%%

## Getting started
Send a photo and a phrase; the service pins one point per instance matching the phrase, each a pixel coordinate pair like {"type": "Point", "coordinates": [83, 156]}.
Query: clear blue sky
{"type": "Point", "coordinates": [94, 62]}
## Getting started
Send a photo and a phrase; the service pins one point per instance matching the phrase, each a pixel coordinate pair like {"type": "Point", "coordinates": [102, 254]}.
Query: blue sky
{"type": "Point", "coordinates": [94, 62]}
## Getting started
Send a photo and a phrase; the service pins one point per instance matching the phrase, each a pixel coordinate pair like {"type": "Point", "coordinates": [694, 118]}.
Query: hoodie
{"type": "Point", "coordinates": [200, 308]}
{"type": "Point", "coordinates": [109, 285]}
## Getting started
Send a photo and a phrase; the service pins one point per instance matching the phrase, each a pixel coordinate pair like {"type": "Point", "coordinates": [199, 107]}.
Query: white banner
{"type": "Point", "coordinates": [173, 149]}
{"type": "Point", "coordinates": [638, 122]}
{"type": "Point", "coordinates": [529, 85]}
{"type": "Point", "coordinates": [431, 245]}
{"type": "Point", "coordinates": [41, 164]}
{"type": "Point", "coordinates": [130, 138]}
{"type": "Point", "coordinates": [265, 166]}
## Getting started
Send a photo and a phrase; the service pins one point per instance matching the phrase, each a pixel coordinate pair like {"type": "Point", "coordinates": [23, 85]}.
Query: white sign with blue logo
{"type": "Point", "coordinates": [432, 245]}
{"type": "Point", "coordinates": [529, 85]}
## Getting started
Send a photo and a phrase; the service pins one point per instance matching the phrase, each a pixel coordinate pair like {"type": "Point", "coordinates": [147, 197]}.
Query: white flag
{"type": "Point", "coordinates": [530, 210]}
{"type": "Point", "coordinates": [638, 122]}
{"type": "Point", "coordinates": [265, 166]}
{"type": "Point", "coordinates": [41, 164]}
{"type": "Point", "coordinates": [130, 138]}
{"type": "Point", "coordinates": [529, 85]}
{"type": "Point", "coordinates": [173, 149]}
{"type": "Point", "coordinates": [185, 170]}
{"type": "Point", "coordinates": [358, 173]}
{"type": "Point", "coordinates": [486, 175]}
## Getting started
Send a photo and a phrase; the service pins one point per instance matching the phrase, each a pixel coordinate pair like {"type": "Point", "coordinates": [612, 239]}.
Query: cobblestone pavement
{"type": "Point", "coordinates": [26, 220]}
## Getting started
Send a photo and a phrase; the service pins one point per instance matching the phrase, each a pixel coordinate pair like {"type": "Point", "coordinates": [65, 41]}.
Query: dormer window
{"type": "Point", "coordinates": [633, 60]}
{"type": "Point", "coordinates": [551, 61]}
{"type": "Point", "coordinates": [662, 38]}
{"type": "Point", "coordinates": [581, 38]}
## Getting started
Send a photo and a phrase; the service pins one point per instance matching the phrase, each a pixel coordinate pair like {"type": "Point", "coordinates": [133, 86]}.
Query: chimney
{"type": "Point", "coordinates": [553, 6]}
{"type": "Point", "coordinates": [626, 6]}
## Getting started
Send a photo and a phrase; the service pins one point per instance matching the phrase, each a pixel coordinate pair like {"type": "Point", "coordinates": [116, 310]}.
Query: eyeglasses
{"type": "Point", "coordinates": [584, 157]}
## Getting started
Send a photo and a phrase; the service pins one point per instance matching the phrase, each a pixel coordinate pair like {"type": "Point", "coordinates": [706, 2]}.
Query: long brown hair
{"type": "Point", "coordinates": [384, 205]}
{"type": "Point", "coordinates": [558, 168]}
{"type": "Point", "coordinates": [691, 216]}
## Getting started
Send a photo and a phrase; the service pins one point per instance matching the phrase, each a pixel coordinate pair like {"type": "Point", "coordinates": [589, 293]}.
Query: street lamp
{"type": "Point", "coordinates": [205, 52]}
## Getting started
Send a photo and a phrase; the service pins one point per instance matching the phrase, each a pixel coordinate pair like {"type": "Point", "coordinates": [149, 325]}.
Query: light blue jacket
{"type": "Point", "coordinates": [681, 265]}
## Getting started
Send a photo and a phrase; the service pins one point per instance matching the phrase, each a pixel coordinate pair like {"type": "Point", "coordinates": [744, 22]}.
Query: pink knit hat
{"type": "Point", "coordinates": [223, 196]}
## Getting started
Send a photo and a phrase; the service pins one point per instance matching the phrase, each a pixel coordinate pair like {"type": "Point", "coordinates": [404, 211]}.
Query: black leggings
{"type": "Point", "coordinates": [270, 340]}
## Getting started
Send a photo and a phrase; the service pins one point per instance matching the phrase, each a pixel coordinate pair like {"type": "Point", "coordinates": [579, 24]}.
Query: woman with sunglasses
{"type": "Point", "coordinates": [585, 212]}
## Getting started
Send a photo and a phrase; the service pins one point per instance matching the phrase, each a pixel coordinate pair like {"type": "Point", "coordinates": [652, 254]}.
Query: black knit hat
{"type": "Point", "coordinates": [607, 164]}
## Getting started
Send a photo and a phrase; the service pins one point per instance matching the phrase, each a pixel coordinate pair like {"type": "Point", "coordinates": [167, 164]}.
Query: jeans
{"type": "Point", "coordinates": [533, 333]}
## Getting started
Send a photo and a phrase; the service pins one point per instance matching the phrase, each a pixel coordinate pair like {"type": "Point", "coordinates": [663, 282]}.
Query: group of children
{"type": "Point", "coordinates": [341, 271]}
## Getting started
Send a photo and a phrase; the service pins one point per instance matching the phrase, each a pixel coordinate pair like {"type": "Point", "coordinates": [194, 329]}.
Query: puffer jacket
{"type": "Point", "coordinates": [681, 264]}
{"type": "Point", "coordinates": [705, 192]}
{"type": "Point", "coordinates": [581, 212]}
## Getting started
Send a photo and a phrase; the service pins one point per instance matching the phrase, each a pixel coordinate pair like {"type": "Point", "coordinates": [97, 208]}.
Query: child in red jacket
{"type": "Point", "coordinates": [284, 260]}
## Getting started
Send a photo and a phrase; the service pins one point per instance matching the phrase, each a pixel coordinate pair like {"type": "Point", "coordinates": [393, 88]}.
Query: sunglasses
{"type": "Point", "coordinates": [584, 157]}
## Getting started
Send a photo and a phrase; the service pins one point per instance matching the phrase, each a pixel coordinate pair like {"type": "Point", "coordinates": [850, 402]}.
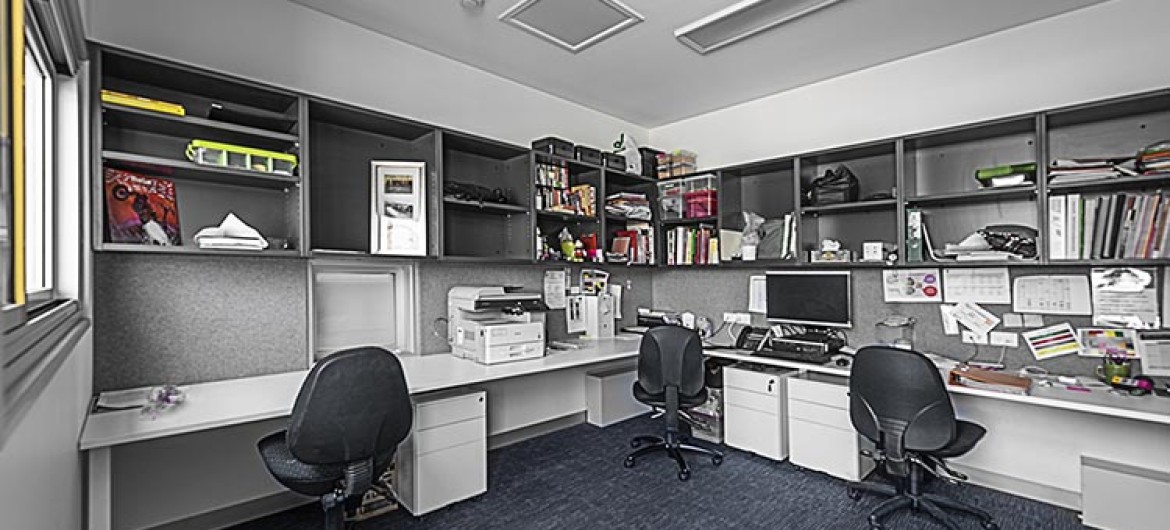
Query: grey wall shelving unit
{"type": "Point", "coordinates": [930, 171]}
{"type": "Point", "coordinates": [218, 109]}
{"type": "Point", "coordinates": [343, 140]}
{"type": "Point", "coordinates": [490, 232]}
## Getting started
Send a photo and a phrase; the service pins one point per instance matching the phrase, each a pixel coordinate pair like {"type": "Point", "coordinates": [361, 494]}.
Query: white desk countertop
{"type": "Point", "coordinates": [1098, 401]}
{"type": "Point", "coordinates": [222, 404]}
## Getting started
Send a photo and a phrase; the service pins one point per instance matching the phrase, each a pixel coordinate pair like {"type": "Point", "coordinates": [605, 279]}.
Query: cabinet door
{"type": "Point", "coordinates": [754, 431]}
{"type": "Point", "coordinates": [826, 449]}
{"type": "Point", "coordinates": [451, 475]}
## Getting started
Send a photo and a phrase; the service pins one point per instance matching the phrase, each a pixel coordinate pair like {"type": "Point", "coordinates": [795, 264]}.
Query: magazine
{"type": "Point", "coordinates": [140, 210]}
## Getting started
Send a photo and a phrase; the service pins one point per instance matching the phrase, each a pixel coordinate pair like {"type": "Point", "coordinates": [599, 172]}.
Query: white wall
{"type": "Point", "coordinates": [41, 473]}
{"type": "Point", "coordinates": [288, 45]}
{"type": "Point", "coordinates": [1095, 53]}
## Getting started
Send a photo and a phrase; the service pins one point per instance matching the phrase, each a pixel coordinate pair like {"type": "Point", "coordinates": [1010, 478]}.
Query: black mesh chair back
{"type": "Point", "coordinates": [672, 379]}
{"type": "Point", "coordinates": [899, 401]}
{"type": "Point", "coordinates": [352, 406]}
{"type": "Point", "coordinates": [670, 356]}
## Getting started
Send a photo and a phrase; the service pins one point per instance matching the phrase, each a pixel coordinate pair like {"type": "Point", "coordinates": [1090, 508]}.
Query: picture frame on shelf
{"type": "Point", "coordinates": [398, 217]}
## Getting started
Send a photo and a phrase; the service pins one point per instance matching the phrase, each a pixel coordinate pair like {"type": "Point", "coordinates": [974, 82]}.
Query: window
{"type": "Point", "coordinates": [362, 304]}
{"type": "Point", "coordinates": [39, 328]}
{"type": "Point", "coordinates": [38, 178]}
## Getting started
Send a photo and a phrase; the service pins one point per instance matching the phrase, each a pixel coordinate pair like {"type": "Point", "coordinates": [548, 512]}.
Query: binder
{"type": "Point", "coordinates": [1057, 227]}
{"type": "Point", "coordinates": [913, 235]}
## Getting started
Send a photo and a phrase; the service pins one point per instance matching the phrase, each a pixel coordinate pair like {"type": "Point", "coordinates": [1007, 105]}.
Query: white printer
{"type": "Point", "coordinates": [494, 324]}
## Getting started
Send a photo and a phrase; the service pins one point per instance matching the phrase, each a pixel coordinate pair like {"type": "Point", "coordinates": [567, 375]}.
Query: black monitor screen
{"type": "Point", "coordinates": [819, 298]}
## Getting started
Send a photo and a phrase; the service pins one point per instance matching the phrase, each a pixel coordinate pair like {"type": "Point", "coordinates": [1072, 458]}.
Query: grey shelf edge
{"type": "Point", "coordinates": [191, 171]}
{"type": "Point", "coordinates": [192, 250]}
{"type": "Point", "coordinates": [483, 207]}
{"type": "Point", "coordinates": [197, 122]}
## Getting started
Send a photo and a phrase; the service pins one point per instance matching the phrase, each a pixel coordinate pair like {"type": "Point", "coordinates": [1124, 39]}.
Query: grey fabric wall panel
{"type": "Point", "coordinates": [173, 318]}
{"type": "Point", "coordinates": [710, 293]}
{"type": "Point", "coordinates": [438, 277]}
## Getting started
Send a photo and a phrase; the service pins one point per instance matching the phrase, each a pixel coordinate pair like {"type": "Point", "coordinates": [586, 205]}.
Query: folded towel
{"type": "Point", "coordinates": [231, 233]}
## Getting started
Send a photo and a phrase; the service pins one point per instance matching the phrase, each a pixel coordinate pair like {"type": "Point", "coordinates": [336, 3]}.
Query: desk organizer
{"type": "Point", "coordinates": [214, 153]}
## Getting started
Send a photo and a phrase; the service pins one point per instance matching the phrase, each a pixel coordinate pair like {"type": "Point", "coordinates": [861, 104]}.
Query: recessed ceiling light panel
{"type": "Point", "coordinates": [573, 25]}
{"type": "Point", "coordinates": [742, 20]}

%%

◆ AUFGABENSTELLUNG: Wie viele Zeilen oben enthalten das Wort "light"? Gib nur die Zahl an.

◆ GELÖSTE AUFGABE: 2